Exercise aim: Type out every entry again, character for character.

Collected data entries

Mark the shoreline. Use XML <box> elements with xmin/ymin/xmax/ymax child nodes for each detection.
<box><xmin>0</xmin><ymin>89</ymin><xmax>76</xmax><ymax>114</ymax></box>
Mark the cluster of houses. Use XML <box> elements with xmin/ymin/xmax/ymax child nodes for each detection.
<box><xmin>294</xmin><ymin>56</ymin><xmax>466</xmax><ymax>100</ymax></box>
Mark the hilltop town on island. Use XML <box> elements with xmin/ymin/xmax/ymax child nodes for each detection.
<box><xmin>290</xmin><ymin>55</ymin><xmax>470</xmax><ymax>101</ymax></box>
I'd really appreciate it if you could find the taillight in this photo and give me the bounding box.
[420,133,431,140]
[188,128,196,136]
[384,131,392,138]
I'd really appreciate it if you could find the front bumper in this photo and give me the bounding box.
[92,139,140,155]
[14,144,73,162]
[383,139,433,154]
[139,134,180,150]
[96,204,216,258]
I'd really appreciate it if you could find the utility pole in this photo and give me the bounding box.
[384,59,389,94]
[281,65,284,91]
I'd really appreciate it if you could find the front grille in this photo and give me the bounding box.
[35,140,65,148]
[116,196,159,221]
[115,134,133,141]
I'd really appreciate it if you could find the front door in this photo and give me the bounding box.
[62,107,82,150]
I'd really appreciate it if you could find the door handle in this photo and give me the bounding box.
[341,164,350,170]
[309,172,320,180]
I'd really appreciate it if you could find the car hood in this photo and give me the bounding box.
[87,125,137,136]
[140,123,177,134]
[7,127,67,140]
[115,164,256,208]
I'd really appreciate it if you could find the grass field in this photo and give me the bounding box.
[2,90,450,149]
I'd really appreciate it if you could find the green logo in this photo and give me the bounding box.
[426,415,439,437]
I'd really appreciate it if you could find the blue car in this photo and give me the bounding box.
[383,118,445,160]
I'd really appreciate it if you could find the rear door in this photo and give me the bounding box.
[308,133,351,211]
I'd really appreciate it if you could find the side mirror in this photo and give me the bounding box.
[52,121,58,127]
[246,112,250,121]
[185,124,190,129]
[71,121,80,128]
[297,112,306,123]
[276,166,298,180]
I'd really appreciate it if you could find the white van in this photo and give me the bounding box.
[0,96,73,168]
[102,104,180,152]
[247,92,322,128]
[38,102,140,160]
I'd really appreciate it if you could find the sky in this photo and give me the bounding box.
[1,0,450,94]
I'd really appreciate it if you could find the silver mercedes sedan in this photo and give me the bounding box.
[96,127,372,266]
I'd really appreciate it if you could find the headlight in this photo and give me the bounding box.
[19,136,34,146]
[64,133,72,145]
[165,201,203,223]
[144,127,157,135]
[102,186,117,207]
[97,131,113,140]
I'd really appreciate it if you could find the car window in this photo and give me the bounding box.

Exercise solution:
Mark the shoreline. Use XML <box> elements with xmin/ymin/xmax/ymax child nodes for each detection.
<box><xmin>0</xmin><ymin>89</ymin><xmax>76</xmax><ymax>114</ymax></box>
Mark the cluster of houses. Use XML <box> elements with xmin/ymin/xmax/ymax child nodes for each detection.
<box><xmin>294</xmin><ymin>56</ymin><xmax>466</xmax><ymax>100</ymax></box>
Mark the hilltop town on island. Use XML <box> elements with xmin/ymin/xmax/ymax child nodes for each detection.
<box><xmin>290</xmin><ymin>55</ymin><xmax>470</xmax><ymax>101</ymax></box>
I'd really appreciate it if you could find the taillight in this photo and give me the bounding box.
[420,133,431,140]
[188,128,196,136]
[384,131,392,138]
I'd really appreciate it if you could find the front bumper in this photo and give me the bounding box.
[92,139,140,155]
[14,144,73,162]
[383,139,433,154]
[139,134,180,150]
[96,204,216,258]
I'd really appreciate it if you could find the utility pole in this photo and give me the bounding box.
[384,59,389,94]
[281,65,284,91]
I'd really appreciate it if you could find the front grille in this photo and give me the bounding box.
[35,140,65,148]
[116,196,159,221]
[115,134,133,141]
I'd really appreciate it if you could find the front door in this photo and give me the bounding box.
[62,107,82,150]
I'd really appreciate it if you could find the door handle in this photo and give me the bounding box.
[341,164,350,170]
[309,172,320,180]
I'd really appreciate it if you could find the car hood in this photo and give me the bounding box.
[87,125,137,136]
[140,123,177,134]
[7,127,67,140]
[115,164,256,208]
I'd really appreciate it if you could find the grass field in this photo and give me the bounding box.
[2,90,450,149]
I'd really appreciate it if you could find the green logo in this photo and give me the bounding box.
[426,415,439,437]
I'd really appreciate it if you could find the blue car in this photo and give me the bounding box.
[383,118,445,160]
I'd really appreciate it if you could find the rear door in this photo and give me the bounding box.
[308,133,351,211]
I'd really appreciate it if you could find the side mirror in this photo and give me the bounding box.
[52,121,58,127]
[246,112,250,121]
[185,124,190,129]
[71,121,80,128]
[297,112,306,123]
[276,166,298,180]
I'd really appreciate it if you could find the white van in this photo and give me the bounding box.
[0,96,73,168]
[102,104,180,152]
[247,92,322,128]
[38,102,140,160]
I'd really appreciate it if you could find the sky in this photo and give me the bounding box.
[1,0,450,94]
I'd really appreciate it if you could find the silver mercedes sedan in this photo and give me the bounding box.
[96,127,372,266]
I'd really appreciate it if you could find the headlight in this photo and give me the bounding box.
[19,136,34,146]
[64,133,72,145]
[165,201,203,223]
[144,127,157,135]
[102,186,117,207]
[97,131,113,140]
I'd really appreciate it if you could find the car window in this photo and give me the bounding box.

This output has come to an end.